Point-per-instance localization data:
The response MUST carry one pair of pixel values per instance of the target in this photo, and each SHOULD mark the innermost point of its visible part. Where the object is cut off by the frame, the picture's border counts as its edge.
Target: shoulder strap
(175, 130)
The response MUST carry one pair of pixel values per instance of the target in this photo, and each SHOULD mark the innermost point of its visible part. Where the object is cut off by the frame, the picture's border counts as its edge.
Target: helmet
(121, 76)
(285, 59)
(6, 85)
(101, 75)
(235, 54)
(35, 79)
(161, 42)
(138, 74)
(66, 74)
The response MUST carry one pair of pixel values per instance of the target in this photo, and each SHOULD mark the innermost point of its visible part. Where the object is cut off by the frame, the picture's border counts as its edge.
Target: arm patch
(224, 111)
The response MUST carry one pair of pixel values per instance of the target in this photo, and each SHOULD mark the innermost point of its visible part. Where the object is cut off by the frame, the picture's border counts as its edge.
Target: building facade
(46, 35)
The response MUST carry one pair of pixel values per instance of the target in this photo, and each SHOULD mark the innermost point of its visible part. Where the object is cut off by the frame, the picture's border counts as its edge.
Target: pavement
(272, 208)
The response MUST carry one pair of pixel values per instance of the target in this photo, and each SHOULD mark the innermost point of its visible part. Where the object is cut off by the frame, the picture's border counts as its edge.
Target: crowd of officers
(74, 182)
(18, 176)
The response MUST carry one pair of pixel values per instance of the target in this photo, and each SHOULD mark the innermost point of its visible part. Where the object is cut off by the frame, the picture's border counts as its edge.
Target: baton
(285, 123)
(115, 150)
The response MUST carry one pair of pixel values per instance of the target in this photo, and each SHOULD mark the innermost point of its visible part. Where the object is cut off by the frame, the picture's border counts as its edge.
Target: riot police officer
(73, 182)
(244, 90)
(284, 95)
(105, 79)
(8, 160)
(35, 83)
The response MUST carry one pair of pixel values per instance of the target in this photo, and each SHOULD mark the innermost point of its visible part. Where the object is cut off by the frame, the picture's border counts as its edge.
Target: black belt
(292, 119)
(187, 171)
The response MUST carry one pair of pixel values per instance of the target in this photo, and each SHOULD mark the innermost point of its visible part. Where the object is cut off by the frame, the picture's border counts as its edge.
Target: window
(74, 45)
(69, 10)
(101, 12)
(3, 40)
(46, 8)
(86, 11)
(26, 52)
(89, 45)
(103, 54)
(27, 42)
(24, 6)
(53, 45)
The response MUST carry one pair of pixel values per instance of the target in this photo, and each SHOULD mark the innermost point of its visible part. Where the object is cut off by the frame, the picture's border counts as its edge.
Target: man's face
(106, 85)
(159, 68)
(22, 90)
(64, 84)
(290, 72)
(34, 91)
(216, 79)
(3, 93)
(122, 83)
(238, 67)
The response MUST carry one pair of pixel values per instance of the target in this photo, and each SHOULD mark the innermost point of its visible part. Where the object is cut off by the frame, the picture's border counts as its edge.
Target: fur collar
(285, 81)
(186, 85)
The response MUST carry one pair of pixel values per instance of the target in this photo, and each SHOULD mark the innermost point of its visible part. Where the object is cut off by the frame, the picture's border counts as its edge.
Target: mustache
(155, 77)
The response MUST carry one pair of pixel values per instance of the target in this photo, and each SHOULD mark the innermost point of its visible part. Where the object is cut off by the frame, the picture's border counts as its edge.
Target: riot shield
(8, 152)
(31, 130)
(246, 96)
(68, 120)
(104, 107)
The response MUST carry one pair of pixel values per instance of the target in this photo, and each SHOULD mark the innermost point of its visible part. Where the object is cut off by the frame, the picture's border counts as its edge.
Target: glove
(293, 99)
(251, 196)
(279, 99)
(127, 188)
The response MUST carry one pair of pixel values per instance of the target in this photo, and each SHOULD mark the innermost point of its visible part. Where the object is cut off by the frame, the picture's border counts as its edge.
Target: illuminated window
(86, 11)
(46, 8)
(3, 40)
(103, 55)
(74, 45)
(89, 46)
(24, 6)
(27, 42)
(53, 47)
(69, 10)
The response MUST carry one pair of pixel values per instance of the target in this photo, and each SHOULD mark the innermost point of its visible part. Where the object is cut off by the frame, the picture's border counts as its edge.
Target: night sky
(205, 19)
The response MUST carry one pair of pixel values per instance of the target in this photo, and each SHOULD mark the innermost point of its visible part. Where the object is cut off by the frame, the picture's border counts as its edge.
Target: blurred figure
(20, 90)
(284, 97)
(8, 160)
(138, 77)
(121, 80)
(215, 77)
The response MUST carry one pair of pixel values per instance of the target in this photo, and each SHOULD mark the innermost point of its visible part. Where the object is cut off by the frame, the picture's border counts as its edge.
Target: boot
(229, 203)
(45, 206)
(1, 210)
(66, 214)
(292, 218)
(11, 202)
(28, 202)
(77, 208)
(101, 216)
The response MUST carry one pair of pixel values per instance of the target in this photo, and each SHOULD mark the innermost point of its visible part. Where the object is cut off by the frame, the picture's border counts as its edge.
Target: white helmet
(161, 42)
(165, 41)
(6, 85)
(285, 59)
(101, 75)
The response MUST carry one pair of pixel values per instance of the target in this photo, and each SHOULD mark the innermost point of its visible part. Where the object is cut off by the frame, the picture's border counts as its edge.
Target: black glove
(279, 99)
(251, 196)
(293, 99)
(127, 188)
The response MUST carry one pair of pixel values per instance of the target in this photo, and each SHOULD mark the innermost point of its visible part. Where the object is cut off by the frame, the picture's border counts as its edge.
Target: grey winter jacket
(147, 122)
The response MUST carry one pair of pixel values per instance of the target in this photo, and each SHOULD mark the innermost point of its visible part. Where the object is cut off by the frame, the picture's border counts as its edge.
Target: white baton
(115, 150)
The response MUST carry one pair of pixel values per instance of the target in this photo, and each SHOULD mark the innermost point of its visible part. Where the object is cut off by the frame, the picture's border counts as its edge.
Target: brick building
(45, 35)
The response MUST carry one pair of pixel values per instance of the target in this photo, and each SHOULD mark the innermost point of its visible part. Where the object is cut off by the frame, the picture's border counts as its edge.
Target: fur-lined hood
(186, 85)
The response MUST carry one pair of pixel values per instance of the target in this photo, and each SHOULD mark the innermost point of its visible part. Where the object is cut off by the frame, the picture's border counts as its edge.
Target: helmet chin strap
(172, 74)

[Try it] Would you copy each line of the data exactly as it appears above?

[Solution for this exercise]
The response MUST carry one pair of pixel values per instance of the target in this photo, and each SHOULD mark the innermost point of its visible part. Where the object is cut off by the frame, the picture's border counts as its edge.
Target: shoulder strap
(175, 130)
The response MUST carry one pair of pixel values per instance of the target in this photo, and each SHOULD mark the innermost point of its visible part. Where the object is cut off by the frame, the picture's border counts as its edge.
Target: helmet
(121, 76)
(285, 59)
(6, 85)
(101, 75)
(235, 54)
(35, 79)
(161, 42)
(138, 74)
(66, 74)
The response MUST carry one pair of pixel values per instance of the target in this photo, and each SHOULD mark the innermost point of its visible part. Where the object is cut off by the frame, the picture's border counts as its edge.
Target: arm patch
(224, 111)
The response MUST carry one pair of pixel values per instance of the target in this photo, and each SHOULD mark the innermost point of its visible part. Where the object is cut off by the frame, the picture's border counts as its edge.
Target: building facade
(46, 35)
The response MUST carry one pair of pixel values per instance of the target in this photo, and each SHOULD mark the innermost point of its visible part. Where the object is cut off by the frame, the picture's border counts as its edge.
Target: pavement
(272, 208)
The response MUST carry one pair of pixel values per instance of the target in this photo, and each SHOULD mark the innermost point of its visible part. Where the object is cut off by the frame, the picture's border counts as its edge.
Target: crowd of officers
(74, 182)
(18, 176)
The response MUST carry one pair of pixel values per instance of the target in this photo, and each SHOULD mark the innermost point of its visible part. Where the object is cut off by the frame, the picture's border counts as its edge.
Target: baton
(285, 123)
(115, 150)
The response MUST carry one pair of pixel values per instance of the target in this photo, and each SHOULD mark the innermost point of its visible part. Where the object is cut off by the frame, the picture's border counts as its edge.
Target: riot police officer
(73, 182)
(244, 90)
(284, 95)
(105, 79)
(8, 160)
(35, 83)
The response MUST carry one pair of pixel values per instance of the target in this photo, and each SHOULD mark the innermost point of its visible part. Where the object is cut off by the frame, the picture's border counts as its edge.
Target: black belt
(292, 119)
(187, 171)
The response MUST carry one pair of pixel values per instance of the target in this photo, and each SHOULD mark the innermost point of its visible part. Where the object is cut off by the frame, the picture's border counts as its edge.
Target: window
(74, 45)
(69, 10)
(101, 12)
(3, 40)
(46, 8)
(86, 11)
(26, 52)
(89, 45)
(103, 54)
(27, 42)
(24, 6)
(53, 45)
The response MUST carry one pair of pixel values per instance of the target in this photo, and each SHOULD mark the innermost point of its visible part. Where the object is cut off by the frame, the picture's border counts as its edge.
Target: man's face
(106, 85)
(159, 68)
(22, 90)
(64, 84)
(290, 72)
(34, 91)
(216, 79)
(3, 93)
(122, 83)
(238, 67)
The response MUST carry one pair of pixel values per instance of the target in this photo, and each SHOULD mark the innermost point of its visible part. Where the object is cut off by the frame, the picture's border counts as its edge.
Target: fur collar
(285, 81)
(186, 85)
The response MUST carry one pair of pixel values per instance of the target in this photo, and each SHOULD mark the innermost point of its visible part. Where the object is cut off by the frame, the picture's border counts as its edge.
Target: mustache
(155, 77)
The response MUST carry one pair of pixel values per instance of the target in this photo, and each SHOULD mark the innermost point of its visible part. Where the object is cut off by the frame, the picture's border counts as its edge.
Target: riot shield
(8, 152)
(31, 130)
(246, 96)
(68, 120)
(104, 107)
The response MUST carry one pair of pixel values per instance of the target in this photo, and each SHOULD mark the innermost point of its visible part. Where the object is cut off by the frame, the picture's border counts as its edge.
Target: glove
(293, 99)
(251, 196)
(279, 99)
(127, 188)
The response MUST carry one pair of pixel values per instance of the target in this photo, and each SHOULD mark the innermost point of its visible part. Where the object is cut off by the frame, the picture's border counts as its edge.
Target: illuminated window
(86, 11)
(46, 8)
(3, 40)
(103, 55)
(74, 45)
(89, 46)
(24, 6)
(27, 42)
(53, 47)
(69, 10)
The response MUST carry one pair of pixel values per instance of the target in this photo, and each SHOULD mark the innermost point of its visible part. Where the object is cut off by the frame, the picture's border counts as its edge.
Target: night sky
(205, 19)
The response MUST carry one pair of pixel values per instance of the target in this photo, and each SHOULD mark the innermost point of its visible part. Where the object is cut off by the frame, the picture's border counts as its edge.
Target: blurred figure
(20, 90)
(284, 97)
(8, 160)
(138, 77)
(121, 80)
(215, 77)
The response MUST carry one pair of pixel values per instance of the target in this photo, and each SHOULD mark the innermost point of its visible part. Where the object is cut off by the frame, the picture's border counts as its edge.
Target: boot
(229, 203)
(45, 206)
(1, 210)
(66, 214)
(292, 218)
(11, 202)
(28, 202)
(77, 208)
(101, 216)
The response MUST carry one pair of pixel values per instance of the target in this photo, and each SHOULD mark the innermost point of its visible part. Where the object is cut off by the frame, the picture's border counts as its edge.
Target: white helmet
(161, 42)
(165, 41)
(6, 85)
(285, 59)
(101, 75)
The response MUST carry one pair of pixel values per instance of the target in this photo, and each SHOULD mark the innermost point of its visible part. Where the object is cut off by the frame, the picture's border counts as its edge.
Target: black glove
(279, 99)
(251, 196)
(293, 99)
(127, 188)
The response MUST carry one pair of pixel values per instance of the target in this photo, and each SHOULD mark the innermost point of its visible part. Where the object is cut off by the frame, the picture's border counts as its edge.
Target: grey winter jacket
(147, 122)
The response MUST carry one pair of pixel values per instance of the target in this photo, and each SHOULD mark the innermost point of its visible part. Where the object is cut off by the frame, the picture's border counts as its edge.
Target: white baton
(115, 150)
The response MUST carry one pair of pixel values per instance of the target in this photo, and each SHOULD mark the innermost point of its visible part. Where the object is cut off by the frame, the picture's border counts as its edge.
Target: brick building
(45, 35)
The response MUST carry one pair of pixel values per instance of the target in this photo, and each SHOULD mark the innermost point of its visible part. Where the object is cut off by the frame, the picture's border counts as its edge.
Target: fur-lined hood
(186, 85)
The response MUST carry one pair of pixel values per instance of the target in this photo, and each SHOULD mark the innermost point of its visible part. Where the object is cut off by the frame, the picture's border counts as its edge.
Target: helmet chin strap
(172, 74)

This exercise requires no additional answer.